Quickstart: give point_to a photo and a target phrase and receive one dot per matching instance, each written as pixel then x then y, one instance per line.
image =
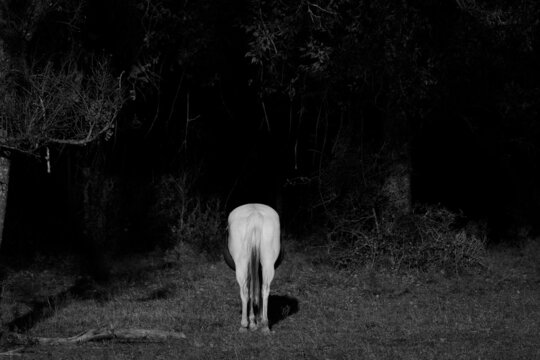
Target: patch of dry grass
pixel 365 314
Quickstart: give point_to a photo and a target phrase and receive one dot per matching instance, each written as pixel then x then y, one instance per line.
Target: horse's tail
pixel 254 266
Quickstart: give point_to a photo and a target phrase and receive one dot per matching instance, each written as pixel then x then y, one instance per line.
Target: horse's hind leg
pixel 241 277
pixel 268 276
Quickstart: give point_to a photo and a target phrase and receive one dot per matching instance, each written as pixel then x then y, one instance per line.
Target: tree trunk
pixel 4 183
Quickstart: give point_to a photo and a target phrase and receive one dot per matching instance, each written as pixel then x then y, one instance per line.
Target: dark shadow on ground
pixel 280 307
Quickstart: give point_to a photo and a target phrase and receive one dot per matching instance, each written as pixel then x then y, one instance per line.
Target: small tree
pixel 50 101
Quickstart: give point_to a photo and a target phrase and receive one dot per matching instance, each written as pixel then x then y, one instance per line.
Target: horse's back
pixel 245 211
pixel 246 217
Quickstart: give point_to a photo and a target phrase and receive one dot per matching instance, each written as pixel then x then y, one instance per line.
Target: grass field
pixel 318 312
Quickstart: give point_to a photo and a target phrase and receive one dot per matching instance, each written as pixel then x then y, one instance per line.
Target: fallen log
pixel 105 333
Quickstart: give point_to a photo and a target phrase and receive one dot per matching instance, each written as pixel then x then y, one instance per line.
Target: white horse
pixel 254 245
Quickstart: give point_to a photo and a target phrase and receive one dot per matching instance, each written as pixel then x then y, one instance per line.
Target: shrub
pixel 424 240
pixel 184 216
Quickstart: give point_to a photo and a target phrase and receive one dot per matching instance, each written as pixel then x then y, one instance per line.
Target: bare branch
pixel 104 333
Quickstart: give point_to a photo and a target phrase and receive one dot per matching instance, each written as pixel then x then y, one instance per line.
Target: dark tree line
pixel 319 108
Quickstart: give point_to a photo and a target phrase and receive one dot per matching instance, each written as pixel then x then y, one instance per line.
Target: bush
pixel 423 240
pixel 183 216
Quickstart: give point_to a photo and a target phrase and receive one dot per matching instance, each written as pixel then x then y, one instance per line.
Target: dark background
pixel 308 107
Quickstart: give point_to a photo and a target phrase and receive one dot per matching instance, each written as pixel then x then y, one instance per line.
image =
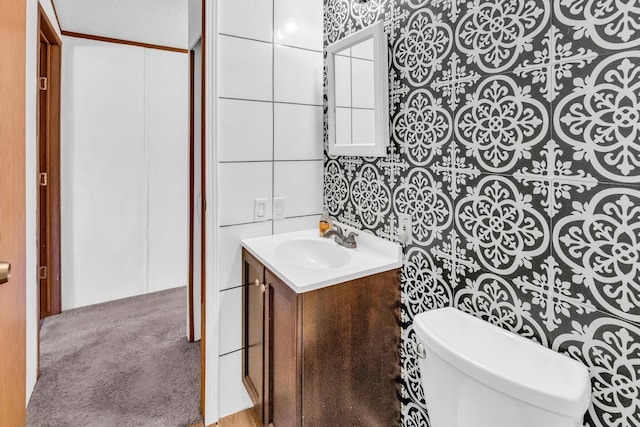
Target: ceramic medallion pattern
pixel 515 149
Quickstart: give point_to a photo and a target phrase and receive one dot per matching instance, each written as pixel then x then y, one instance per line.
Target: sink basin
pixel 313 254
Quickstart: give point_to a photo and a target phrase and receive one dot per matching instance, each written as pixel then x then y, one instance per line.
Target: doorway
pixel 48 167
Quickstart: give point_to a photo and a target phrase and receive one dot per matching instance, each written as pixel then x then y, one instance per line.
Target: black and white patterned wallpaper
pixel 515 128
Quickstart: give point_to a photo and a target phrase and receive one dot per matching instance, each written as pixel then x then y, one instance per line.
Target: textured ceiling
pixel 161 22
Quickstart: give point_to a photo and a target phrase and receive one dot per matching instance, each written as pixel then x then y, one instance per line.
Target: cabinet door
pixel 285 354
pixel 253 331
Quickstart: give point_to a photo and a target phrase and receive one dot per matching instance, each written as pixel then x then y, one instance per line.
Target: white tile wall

-- -- --

• **Activity**: Please give all of the data again, exact and free of pictures.

• **Result of the task**:
Quickstart: give point_to a photo and a target phrase and receive one dot per matching instance, each written as pixel then x then y, one instance per line.
image =
Target: patch of dry grass
pixel 365 314
Quickstart: give point_to a photo and a target phrase and receive one dot per matching instance, each written as pixel then x then y, one instance per line.
Target: horse's tail
pixel 254 266
Quickstart: give point_to a photo and a target phrase and receive one dot per matching instance, each written as pixel then x then y, one instance per line.
Target: horse's hind leg
pixel 241 277
pixel 268 276
Quickstart: give point_to a photo and a target phrase and receive one dot per matching instance, each written as pixel then x then y, one instance per line.
Target: tree trunk
pixel 4 183
Quickstart: give point_to a photo and a target phrase and receive one dot per matching instance, each written as pixel then x then y, one instance per line.
Target: dark shadow on ground
pixel 280 307
Quickstart: give point_to a photo and a target phrase and receive one dot per matching instance, each written as pixel then x then y, one instance per line.
Target: small tree
pixel 50 101
Quickstart: give point_to a photo and a target phrase and receive one dot per matching instance, each written as pixel then x then y, one instance per line.
Target: horse's back
pixel 245 211
pixel 246 217
Quickstart: give point_to a photo and a target phrase and receive one dot per matching instance, each written as pixel then x then y, one instance per line.
Target: grass field
pixel 318 312
Quickstart: give point_to a photo and a target phrase and receive one dot per matching instance, each written as pixel then x then y, one instance per line.
Target: fallen log
pixel 105 333
Quickstart: give point_to a photo and a target phrase and receive one dot per matching instance, each written as pixel then x then y, one instance per line.
Target: white horse
pixel 254 245
Quickstart: give point_to a photo and a target phrase and receive one dot per matching instance, each written as pixel then x then y, one instance per line.
Target: shrub
pixel 424 240
pixel 184 216
Quickstart: give point_to a photo and a target phrase and receive one dot per matching instance, each written as pixel then x then y, one instance per line.
Target: bare branch
pixel 104 333
Quickstart: give point_to a photo and a target phrase and receive one dot per matching instance, each written as pixel then x then y, one instance per line.
Target: dark tree line
pixel 319 108
Quickstart: give point_to a photo and a target phrase and receive one dot per matching instance, each written as pixel then x then y, one instance per line.
Target: bush
pixel 423 240
pixel 183 216
Quickstart: give point_to a photo and a target phrase and receive one dot per matching instance, each written as pixel then x then y, one instance per line.
Target: dark background
pixel 308 107
Quickstart: give point_to a photo and a target phrase and receive one dot per matching instance, each written as pixel then x then y, one instance per line.
image =
Target: ceramic medallion pattern
pixel 515 149
Quickstart: give point_to a photo and a target phrase and receive one dot per matching instance, each written as pixel then x then y, one instance per line.
Target: sink basin
pixel 313 254
Quickstart: give point_to a photo and a target phrase and receive one dot per matching instance, each written as pixel then x then y, one instance per line.
Target: doorway
pixel 48 167
Quickstart: give point_to a photo and a target phrase and receive one dot per matching instance, each written as pixel then x then y, one instance per line.
Target: black and white patterned wallpaper
pixel 515 128
Quickstart: give point_to a photo and a target phrase and receive one dot per matching instance, each written as pixel then x then y, one instance per line.
Target: textured ceiling
pixel 161 22
Quickstart: give point_to a photo and a target phrase and receive one dot per matching instance, each written as pixel then x then y, one instance per line.
Target: cabinet door
pixel 285 354
pixel 253 331
Quickstart: give point_to a photo and a target phrase and receive one dot per matching instance, each written as pixel then x then y, one instance per line.
Target: white tile wall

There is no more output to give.